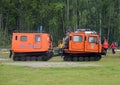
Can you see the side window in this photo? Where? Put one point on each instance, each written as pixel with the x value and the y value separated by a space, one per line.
pixel 16 37
pixel 77 38
pixel 37 38
pixel 23 38
pixel 92 39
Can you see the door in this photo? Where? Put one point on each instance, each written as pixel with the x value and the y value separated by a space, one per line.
pixel 77 43
pixel 37 42
pixel 25 42
pixel 92 44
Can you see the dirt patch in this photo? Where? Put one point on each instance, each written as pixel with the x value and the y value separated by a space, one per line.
pixel 50 64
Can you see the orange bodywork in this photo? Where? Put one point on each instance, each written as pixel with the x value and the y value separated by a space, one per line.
pixel 31 42
pixel 81 42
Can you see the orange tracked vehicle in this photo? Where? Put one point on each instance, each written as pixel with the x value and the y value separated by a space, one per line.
pixel 82 45
pixel 31 46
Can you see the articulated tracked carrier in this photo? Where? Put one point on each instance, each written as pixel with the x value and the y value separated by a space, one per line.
pixel 82 45
pixel 31 46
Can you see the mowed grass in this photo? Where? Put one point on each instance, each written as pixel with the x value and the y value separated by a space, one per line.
pixel 108 73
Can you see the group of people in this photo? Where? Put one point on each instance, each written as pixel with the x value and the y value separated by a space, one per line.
pixel 106 46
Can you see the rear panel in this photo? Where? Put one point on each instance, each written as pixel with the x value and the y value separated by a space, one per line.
pixel 30 42
pixel 77 42
pixel 92 43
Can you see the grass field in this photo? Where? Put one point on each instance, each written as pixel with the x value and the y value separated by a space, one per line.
pixel 108 73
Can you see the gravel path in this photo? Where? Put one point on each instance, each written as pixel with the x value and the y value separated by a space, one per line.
pixel 50 64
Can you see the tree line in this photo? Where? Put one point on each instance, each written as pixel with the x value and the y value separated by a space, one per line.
pixel 58 16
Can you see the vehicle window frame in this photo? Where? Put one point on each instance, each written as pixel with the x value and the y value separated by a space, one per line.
pixel 36 38
pixel 93 41
pixel 23 38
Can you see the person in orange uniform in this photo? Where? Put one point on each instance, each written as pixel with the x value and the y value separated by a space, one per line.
pixel 113 46
pixel 105 46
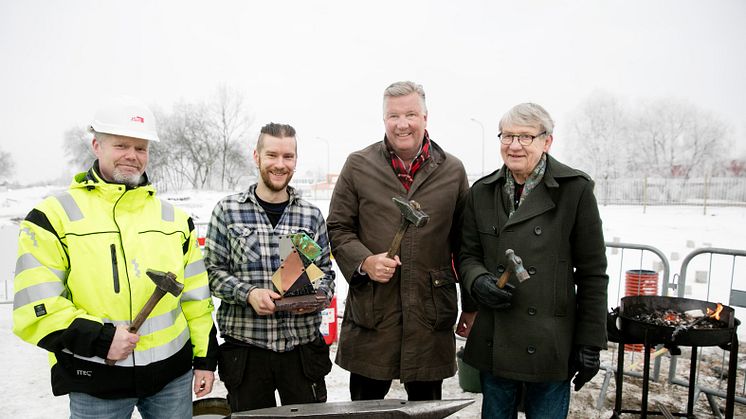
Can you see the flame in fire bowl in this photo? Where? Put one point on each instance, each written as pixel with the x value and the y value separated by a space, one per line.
pixel 653 320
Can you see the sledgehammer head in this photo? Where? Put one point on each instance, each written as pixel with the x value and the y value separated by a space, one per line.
pixel 520 271
pixel 166 282
pixel 410 211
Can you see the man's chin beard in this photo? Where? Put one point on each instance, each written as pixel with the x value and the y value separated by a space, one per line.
pixel 128 180
pixel 274 186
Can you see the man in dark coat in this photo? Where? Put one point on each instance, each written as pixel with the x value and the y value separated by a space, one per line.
pixel 400 312
pixel 539 332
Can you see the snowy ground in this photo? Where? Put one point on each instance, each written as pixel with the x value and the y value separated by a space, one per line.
pixel 676 231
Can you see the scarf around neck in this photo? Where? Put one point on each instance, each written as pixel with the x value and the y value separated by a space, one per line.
pixel 533 179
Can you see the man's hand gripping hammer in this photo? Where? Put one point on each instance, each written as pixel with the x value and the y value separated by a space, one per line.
pixel 410 214
pixel 165 282
pixel 516 266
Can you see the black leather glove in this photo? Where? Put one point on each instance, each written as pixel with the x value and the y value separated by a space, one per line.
pixel 485 292
pixel 586 363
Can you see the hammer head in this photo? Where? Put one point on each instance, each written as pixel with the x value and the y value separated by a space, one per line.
pixel 520 271
pixel 166 282
pixel 411 212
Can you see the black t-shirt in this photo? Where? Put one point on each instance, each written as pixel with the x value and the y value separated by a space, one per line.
pixel 274 210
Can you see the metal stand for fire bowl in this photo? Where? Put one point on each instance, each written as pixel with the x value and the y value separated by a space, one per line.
pixel 651 337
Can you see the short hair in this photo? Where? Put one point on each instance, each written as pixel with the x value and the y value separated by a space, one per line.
pixel 404 88
pixel 100 136
pixel 275 130
pixel 530 115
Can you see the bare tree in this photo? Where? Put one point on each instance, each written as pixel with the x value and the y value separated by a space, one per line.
pixel 6 165
pixel 599 135
pixel 77 148
pixel 238 165
pixel 678 139
pixel 231 123
pixel 192 149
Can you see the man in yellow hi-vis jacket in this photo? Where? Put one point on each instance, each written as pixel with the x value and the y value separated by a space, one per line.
pixel 80 280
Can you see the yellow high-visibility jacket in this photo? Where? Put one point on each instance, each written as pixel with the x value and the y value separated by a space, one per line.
pixel 81 270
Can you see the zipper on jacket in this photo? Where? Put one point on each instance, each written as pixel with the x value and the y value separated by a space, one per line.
pixel 114 267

• Requirement:
Each line of the material needs to be given again exactly, without any of its pictures.

• Answer area:
Can you see the side window in this photo? Where? Put one point on each instance, each written as pixel with the x value and the y value separated by a space, one per line.
pixel 16 37
pixel 77 38
pixel 37 38
pixel 23 38
pixel 92 39
Can you see the door in this photo? Where? Put one point on each instance, each written as pixel with the x value and the y value separated by a space, one per line.
pixel 77 43
pixel 37 42
pixel 25 42
pixel 92 44
Can you see the dirt patch in this photo? Where? Put one point on each instance, each written as pixel with the x value and the y value separated by a space, one per line.
pixel 50 64
Can you see the orange bodywork in this photo? Where? Put one point on each instance, each written as pixel with the x value and the y value separated by a space, one per line.
pixel 31 42
pixel 81 42
Can you see the orange tracked vehicle in this photo? Where? Put one point on each instance, each written as pixel with the x value and the y value separated by a space, one per line.
pixel 82 45
pixel 31 46
Can you see the articulated tracked carrier in this photo? Where? Put one point on each instance, each written as pixel with the x value and the y value separated by a space, one per line.
pixel 82 45
pixel 31 46
Can you see the mowed grass in this photo? Where? Put one point on each instance, each written as pixel with the x value and the y value separated by a space, one per line.
pixel 108 73
Can you see the group of people in this photo? Where? Put one point on each instance, each written as pixel with the x value and the y value separated by a space, one per line.
pixel 106 46
Can you see the rear panel in this photo? Where? Put one point on each instance, each written as pixel with the x value and the y value separated by a space, one per line.
pixel 30 42
pixel 77 42
pixel 92 43
Can you see the grass field in this photo? Where? Put one point on each instance, each written as pixel with the x value and the y value separated by a space, one per line.
pixel 108 73
Can you see the gravel path in this photo? Where? Put one point on each instance, each written as pixel with the x value and the y value separated by a space, one per line.
pixel 50 64
Can you see the tree line in this photo? Where? Put one point on each instance, each written as pixel with the x value and the y value separated by a space, one per line.
pixel 58 16
Can you see the vehicle window frame in this photo? Where? Put one point on each instance, each written as pixel with the x value and the y value separated by a space, one per line.
pixel 36 38
pixel 93 41
pixel 23 38
Can you see the person in orange uniform in this photo? Where? Put one point on each instance, each written as pixel with the x value and the y value separated by a space, one per line.
pixel 113 46
pixel 105 46
Can you see the flame in fire bowl in this photo? Where? Put one point on each instance, each written as pixel with the x value and the y value separated by a space, one per line.
pixel 653 320
Can you see the sledgehammer head in this photo? Where? Put one point on each instance, each written as pixel with the x value and the y value separated by a space, one per line.
pixel 520 271
pixel 166 282
pixel 410 211
Can you see the man's chin beard in this photo? Where? Put one point on each instance, each written as pixel with the x value and the y value separated by a space, one per line.
pixel 128 180
pixel 274 186
Can you see the man in dark coat in this photo? Where? Put one point on each instance, each written as pixel with the x value and the y value separated by a space, one per line.
pixel 400 312
pixel 539 332
Can you see the snowy ground in this photo? Where? Put one point on each instance, each written as pixel with the x value and the y value separated by a space, one per line.
pixel 676 231
Can you see the scarf around neck in this photo? Where? Put one point on each instance, each written as pixel with the x value and the y value separated by a space, one per line.
pixel 533 179
Can you see the man's hand gripping hammer in this photo? Where? Put one point on each instance, each written as pixel with the x value and the y value separated by a space, one per line.
pixel 410 214
pixel 165 282
pixel 516 266
Can you see the black leather glove in this photo? Where? Put one point on each instance, each written as pixel with the x value and the y value separated by a space, one per line.
pixel 485 292
pixel 586 363
Can you see the hammer head in this photo? Where? Put one point on each instance, each written as pixel with the x value and the y value separated by a space, one per line.
pixel 520 271
pixel 166 282
pixel 411 212
Can you see the black t-shirt in this photo? Where? Put one point on each instance, each written as pixel with the x value and the y value separated by a space, one per line.
pixel 274 210
Can you see the metal stand for fire bowl in this photo? Where? Put one point on each instance, each written as pixel with the x value and the y value separated by a space, one per line.
pixel 651 337
Can you see the short hair in this photo? Where? Put one point on each instance, each written as pixel with the x value and the y value separated by a space, one per line.
pixel 404 88
pixel 100 136
pixel 275 130
pixel 530 115
Can you see the bare tree in this photo? Where? Put one point on each instance, each written as pixel with the x value and the y value separated by a space, one per line.
pixel 6 165
pixel 599 135
pixel 77 148
pixel 238 165
pixel 678 139
pixel 231 123
pixel 192 149
Can you see the man in yellow hi-vis jacket in this photo? Where? Put one point on each instance, each written as pixel with the x value and the y value separated by a space, one per line.
pixel 80 280
Can you see the yellow high-visibility jacket in this photo? Where? Put one point on each instance, each written as pixel with the x value and the y value separated by a space, one per line.
pixel 81 270
Can you see the zipper on jacket in this photo? Where? Put one point on each instance, each written as pixel with the x value and the y value separated by a space, one per line.
pixel 114 267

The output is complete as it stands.